* [Extrait cité]:
Abordons maintenant un deuxième écueil possible, malheureusement observable lorsqu’il est question des révélations privées…
Lorsqu’il est question des présumées révélations privées actuelles, ainsi que de celles et ceux qui « recevraient » de manière privilégiée ces dites révélations afin de les transmettre ; etc., il y a alors là un défi qui concerne plus précisément l’exercice du discernement (quant à ses révélations), de l’accompagnement (de celles et ceux qui en seraient les « instruments ») et de l’encadrement (la gestion de l’ensemble, dont la question de la transmission de ces dites révélations).
Commençons par la question du discernement. Un principe fondamental à mettre en relief ici, utile pour la suite… Selon la vision chrétienne catholique, nous ne sommes pas une « religion du Livre »[15]… Au sein de l’Écriture Sainte, il n’y a pas seulement la présence de Dieu, comme si ce dernier avait utilisé la main de l’être humain tel un marionnettiste… Il y a la présence observable de deux interlocuteurs, les deux partenaires de l’Alliance (Dieu et l’être humain). L’Écriture Sainte est, selon mes mots davantage personnels, le « témoin scripturaire » de l’Histoire d’Alliance entre Dieu et l’humanité… Tant et si bien que pour avoir une juste interprétation et compréhension de la Parole de Dieu, même en tenant compte du caractère totalement unique relatif à son inspiration, il nous faut malgré tout faire un important travail d’analyse exégétique… Il y a de l’« humain » même dans la Bible ! Il est important de départager les choses, de faire un discernement, des distinctions, etc[16]. Par exemple – l’Église l’enseigne elle-même – on peut parler d’éléments désormais « caducs » au sein des écrits vétérotestamentaires (Ancien Testament)[17]. L’Église affirme l’importance des études bibliques ! Cela, afin d’éviter des écueils tel par exemple le fondamentalisme – qui pourrait avoir son origine dans une mauvaise interprétation des Saintes Écritures.

* [Exercice écrit A]: Recopiez, consignes comprises, la partie des enregistrements qui s'ouvre sur la ligne contenant « Where can the lakeside » et se clôt sur la ligne contenant « <point>1098,783</point> », ces deux lignes incluses, en augmentant de 47 chaque coordonnée des réponses. Ne reprenez que cette partie.
Les enregistrements ci-après sont sans rapport avec l'extrait.

* [Données d'entrée]:
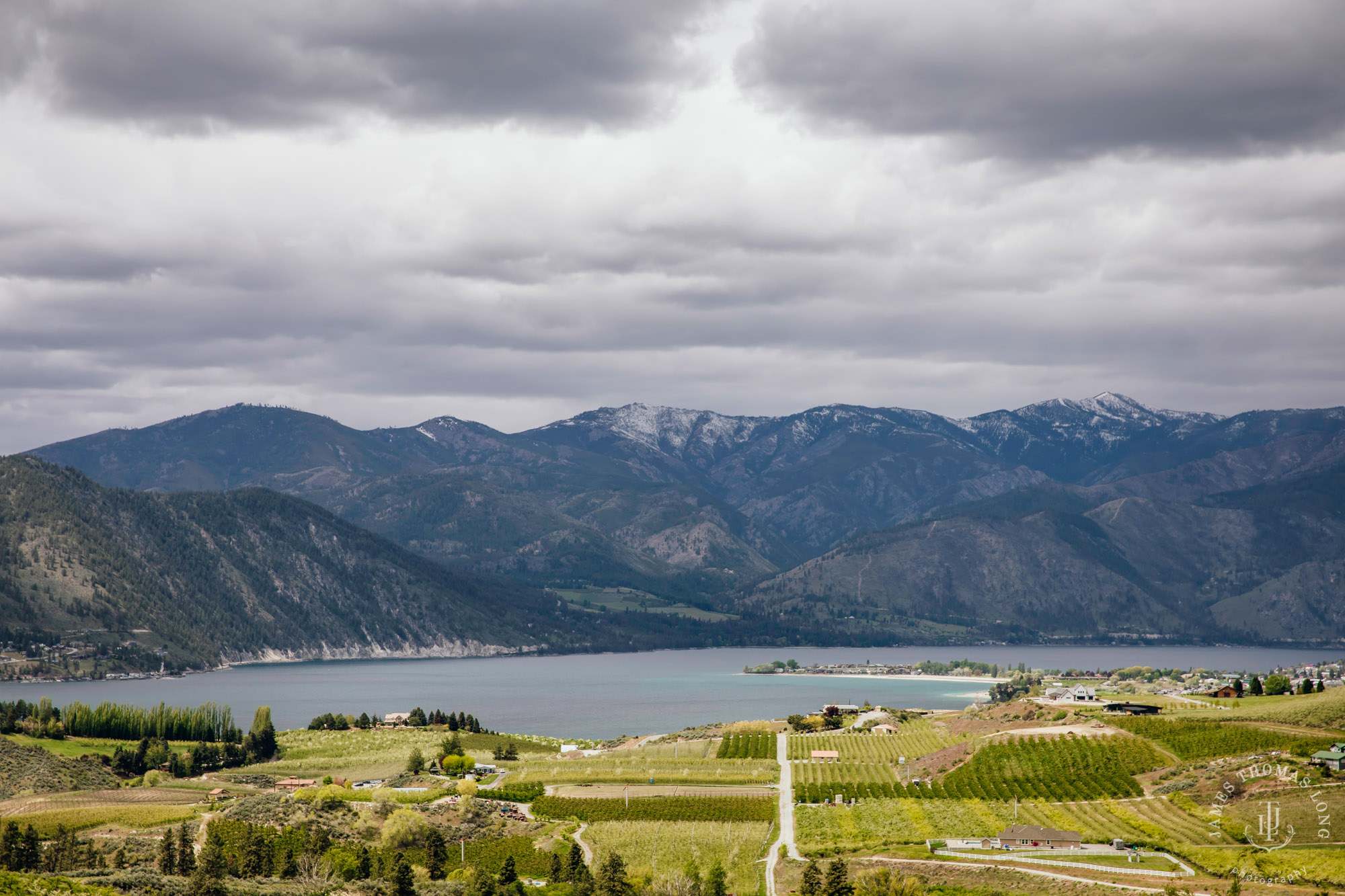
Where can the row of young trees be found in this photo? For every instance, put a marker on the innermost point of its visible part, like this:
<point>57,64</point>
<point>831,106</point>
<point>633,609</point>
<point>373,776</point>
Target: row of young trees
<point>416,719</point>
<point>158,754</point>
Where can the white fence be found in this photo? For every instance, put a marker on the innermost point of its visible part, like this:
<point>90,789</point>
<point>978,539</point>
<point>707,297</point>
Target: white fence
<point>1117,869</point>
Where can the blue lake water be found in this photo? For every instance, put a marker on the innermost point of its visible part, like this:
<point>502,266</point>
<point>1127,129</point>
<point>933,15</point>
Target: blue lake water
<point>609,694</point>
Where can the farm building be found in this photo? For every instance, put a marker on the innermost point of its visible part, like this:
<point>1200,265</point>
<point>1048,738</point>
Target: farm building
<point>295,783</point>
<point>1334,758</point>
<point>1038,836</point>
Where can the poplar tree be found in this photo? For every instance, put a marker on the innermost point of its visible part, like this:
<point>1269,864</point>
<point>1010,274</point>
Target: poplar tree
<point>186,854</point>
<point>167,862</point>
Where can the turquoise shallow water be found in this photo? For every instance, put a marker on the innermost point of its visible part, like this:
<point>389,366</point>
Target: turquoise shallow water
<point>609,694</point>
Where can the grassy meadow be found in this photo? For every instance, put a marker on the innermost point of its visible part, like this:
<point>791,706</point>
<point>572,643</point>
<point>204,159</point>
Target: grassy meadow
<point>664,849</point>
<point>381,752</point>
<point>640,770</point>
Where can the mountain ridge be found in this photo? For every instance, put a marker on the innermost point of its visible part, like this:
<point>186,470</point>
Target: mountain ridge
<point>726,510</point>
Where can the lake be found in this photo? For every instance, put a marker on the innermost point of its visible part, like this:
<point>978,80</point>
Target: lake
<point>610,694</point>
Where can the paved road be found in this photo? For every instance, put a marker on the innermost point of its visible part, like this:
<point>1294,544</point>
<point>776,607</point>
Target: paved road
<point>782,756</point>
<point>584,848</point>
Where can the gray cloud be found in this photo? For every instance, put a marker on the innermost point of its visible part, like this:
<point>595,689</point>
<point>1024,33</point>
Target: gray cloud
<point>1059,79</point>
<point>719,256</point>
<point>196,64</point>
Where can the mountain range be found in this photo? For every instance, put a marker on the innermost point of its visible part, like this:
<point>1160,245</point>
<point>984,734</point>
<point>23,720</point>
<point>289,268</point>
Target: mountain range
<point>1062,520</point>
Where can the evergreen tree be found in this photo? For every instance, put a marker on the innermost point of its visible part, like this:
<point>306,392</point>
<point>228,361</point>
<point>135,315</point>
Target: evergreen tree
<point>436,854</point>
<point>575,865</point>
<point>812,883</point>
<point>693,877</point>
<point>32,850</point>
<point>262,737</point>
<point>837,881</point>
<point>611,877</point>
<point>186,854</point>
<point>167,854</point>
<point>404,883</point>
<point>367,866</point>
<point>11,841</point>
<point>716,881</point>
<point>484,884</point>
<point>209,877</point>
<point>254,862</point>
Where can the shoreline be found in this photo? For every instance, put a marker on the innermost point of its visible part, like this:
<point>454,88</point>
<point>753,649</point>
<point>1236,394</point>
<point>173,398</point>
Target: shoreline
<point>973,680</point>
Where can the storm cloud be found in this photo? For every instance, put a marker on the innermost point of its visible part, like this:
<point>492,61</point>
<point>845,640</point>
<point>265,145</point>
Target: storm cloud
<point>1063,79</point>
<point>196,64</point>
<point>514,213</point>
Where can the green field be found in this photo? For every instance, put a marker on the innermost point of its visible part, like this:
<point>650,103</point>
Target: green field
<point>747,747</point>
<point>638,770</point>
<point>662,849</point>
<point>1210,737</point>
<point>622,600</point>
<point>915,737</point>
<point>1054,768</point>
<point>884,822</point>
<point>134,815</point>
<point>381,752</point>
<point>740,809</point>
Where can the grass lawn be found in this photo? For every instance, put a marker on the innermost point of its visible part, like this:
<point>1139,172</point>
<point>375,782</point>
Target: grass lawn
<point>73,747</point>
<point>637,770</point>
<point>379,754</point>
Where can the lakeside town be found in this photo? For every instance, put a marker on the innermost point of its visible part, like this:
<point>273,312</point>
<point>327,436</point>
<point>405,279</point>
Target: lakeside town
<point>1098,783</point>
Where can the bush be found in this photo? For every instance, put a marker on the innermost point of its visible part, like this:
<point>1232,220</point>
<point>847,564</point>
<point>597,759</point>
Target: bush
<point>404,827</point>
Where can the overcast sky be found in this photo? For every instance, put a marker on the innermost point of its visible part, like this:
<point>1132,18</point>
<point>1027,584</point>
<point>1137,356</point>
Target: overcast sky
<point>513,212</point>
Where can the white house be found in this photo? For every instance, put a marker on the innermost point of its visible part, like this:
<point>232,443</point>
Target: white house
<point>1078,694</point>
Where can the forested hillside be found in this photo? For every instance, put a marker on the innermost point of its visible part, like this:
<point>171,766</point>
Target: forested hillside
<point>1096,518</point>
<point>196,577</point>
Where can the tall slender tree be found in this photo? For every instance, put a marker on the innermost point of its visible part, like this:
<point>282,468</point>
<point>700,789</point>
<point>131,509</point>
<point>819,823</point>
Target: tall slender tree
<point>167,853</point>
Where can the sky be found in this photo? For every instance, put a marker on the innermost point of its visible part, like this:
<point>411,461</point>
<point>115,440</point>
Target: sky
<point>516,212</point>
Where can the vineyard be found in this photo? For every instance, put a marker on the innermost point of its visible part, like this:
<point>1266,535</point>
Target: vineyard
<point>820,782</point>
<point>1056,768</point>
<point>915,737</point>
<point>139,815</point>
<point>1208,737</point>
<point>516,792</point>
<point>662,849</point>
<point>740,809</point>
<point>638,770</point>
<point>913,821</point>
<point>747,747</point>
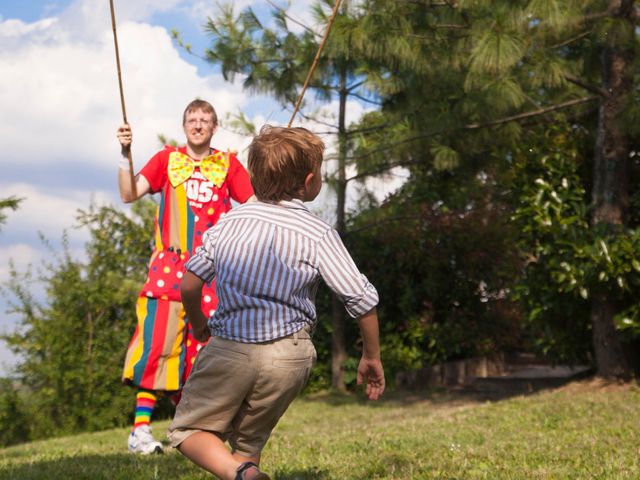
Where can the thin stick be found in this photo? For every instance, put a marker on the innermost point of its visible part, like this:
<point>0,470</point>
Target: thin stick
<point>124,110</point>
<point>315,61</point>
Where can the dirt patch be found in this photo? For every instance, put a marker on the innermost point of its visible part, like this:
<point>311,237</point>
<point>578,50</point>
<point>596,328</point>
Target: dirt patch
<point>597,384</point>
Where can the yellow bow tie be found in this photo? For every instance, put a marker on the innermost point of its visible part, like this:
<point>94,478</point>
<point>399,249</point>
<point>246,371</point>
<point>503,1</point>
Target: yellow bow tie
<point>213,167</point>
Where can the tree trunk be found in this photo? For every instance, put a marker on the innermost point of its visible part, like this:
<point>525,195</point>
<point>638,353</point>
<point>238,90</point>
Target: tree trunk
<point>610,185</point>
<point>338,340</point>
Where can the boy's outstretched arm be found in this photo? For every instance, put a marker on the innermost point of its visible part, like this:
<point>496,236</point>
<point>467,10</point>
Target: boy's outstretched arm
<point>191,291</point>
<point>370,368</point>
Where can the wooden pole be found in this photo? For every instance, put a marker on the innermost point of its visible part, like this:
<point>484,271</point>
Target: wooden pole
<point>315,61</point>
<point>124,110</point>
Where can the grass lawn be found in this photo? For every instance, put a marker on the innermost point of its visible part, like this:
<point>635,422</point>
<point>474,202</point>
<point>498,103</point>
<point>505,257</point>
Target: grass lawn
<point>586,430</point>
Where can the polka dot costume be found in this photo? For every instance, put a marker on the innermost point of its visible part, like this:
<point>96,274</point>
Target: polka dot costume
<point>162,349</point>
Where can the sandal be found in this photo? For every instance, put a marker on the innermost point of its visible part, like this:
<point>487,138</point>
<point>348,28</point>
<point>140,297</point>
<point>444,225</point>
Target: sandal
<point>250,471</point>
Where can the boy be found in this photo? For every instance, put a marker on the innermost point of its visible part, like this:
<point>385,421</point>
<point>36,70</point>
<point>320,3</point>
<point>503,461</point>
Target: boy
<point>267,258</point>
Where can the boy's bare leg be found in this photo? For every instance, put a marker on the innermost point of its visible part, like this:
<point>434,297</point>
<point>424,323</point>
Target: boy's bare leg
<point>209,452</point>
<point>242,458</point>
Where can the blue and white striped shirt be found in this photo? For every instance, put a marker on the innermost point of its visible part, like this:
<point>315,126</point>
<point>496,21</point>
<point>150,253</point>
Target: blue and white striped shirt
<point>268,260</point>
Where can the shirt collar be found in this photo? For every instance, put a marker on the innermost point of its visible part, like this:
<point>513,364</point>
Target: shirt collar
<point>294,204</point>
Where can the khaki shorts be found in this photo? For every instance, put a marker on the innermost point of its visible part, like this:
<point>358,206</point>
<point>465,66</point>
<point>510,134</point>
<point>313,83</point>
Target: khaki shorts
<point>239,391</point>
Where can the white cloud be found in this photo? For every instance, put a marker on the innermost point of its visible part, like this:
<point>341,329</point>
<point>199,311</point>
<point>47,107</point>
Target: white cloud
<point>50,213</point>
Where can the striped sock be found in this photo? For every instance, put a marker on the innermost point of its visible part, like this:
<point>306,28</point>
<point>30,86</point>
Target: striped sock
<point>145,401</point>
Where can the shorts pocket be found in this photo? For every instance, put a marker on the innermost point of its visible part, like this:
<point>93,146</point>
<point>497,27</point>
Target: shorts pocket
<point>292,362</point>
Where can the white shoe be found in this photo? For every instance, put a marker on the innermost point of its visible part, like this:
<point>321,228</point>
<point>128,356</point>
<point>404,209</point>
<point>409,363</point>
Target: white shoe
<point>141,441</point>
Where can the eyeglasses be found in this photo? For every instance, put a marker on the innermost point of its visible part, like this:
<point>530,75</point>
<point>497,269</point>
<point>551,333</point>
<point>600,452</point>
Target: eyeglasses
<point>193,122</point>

* [Exercice écrit B]: Relevez tous les mots et expressions placés entre guillemets dans l'extrait sur les révélations privées.

* [Corrigé complet A]:
Where can the lakeside town be found in this photo? For every instance, put a marker on the innermost point of its visible part, like this:
<point>273,312</point>
<point>327,436</point>
<point>405,279</point>
Target: lakeside town
<point>1145,830</point>

* [Corrigé complet B]:
« recevraient »
« instruments »
« religion du Livre »
« témoin scripturaire »
« humain »
« caducs »